Pictures in the data below are not part of the copy; transcribe everything else exactly.

[Start Data excerpts]

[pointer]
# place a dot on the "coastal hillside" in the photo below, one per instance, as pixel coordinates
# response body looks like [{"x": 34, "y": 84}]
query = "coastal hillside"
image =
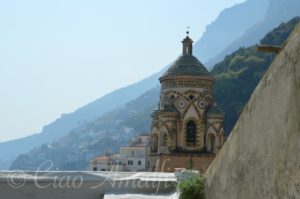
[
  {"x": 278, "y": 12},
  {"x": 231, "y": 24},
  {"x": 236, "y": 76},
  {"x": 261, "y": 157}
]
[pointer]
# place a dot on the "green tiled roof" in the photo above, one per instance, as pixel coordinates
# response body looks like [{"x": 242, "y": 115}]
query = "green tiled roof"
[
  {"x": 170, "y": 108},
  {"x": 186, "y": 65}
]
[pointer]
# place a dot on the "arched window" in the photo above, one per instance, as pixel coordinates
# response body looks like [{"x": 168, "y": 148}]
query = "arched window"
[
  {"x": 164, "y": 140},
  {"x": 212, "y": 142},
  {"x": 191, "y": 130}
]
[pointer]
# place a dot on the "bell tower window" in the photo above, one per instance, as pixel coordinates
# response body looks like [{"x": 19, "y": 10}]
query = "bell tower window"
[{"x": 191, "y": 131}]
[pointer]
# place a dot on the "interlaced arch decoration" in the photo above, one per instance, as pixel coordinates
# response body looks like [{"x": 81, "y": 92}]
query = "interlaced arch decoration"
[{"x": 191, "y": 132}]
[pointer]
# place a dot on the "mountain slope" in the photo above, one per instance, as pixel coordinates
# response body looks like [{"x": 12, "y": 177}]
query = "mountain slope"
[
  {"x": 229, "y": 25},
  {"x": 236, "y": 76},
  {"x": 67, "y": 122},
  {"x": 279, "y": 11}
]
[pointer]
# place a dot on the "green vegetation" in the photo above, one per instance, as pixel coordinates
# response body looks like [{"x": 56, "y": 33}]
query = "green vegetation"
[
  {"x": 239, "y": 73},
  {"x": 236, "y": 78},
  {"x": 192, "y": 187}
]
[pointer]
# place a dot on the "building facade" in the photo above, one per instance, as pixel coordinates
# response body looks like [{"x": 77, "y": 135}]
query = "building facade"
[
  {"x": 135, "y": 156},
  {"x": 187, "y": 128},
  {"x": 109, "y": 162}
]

[End Data excerpts]

Solution for this problem:
[pointer]
# place a dot on the "coastal hillside" in the photo below, one per instance, as pixel coordinates
# response body looks like [{"x": 34, "y": 84}]
query = "coastal hillside"
image =
[
  {"x": 278, "y": 12},
  {"x": 231, "y": 24},
  {"x": 236, "y": 76},
  {"x": 261, "y": 157}
]
[pointer]
# place a dot on the "green tiled roof" in the photo above, one per instance, as pixel coordinates
# response body looks like [{"x": 242, "y": 115}]
query = "green tiled roof"
[
  {"x": 170, "y": 108},
  {"x": 186, "y": 65}
]
[pointer]
# place a dot on the "arched window" in the photo above, one per instance, as pixel coordinates
# response body looks like [{"x": 168, "y": 148}]
query = "arched window"
[
  {"x": 164, "y": 140},
  {"x": 212, "y": 142},
  {"x": 191, "y": 130}
]
[pointer]
# place a dot on the "bell tower window" in the photo above, one per instance, as pixel coordinates
# response body looks like [{"x": 19, "y": 10}]
query = "bell tower window"
[{"x": 191, "y": 131}]
[pointer]
# place a dot on the "interlaced arch decoration" in the photo above, one per instance, as pixel coordinates
# response body looks like [{"x": 81, "y": 92}]
query = "interlaced arch decoration"
[{"x": 191, "y": 132}]
[pointer]
# place a dot on the "mountain slope" in the photo above, one per instance, as pixel coordinates
# response body looks like [{"x": 12, "y": 177}]
query = "mountain slope"
[
  {"x": 229, "y": 25},
  {"x": 236, "y": 76},
  {"x": 67, "y": 122},
  {"x": 279, "y": 11}
]
[pointer]
# place a dot on the "green vegetation" in the photo above, one per instance, as pixel coordinates
# response body looks like [{"x": 56, "y": 33}]
query = "green vegetation"
[
  {"x": 239, "y": 73},
  {"x": 236, "y": 78},
  {"x": 192, "y": 187}
]
[pointer]
# place a dot on the "building facade" in the photo above, one per instance, as pixel coordinates
# response body looks like [{"x": 77, "y": 135}]
query = "building facade"
[
  {"x": 135, "y": 156},
  {"x": 187, "y": 128},
  {"x": 109, "y": 162}
]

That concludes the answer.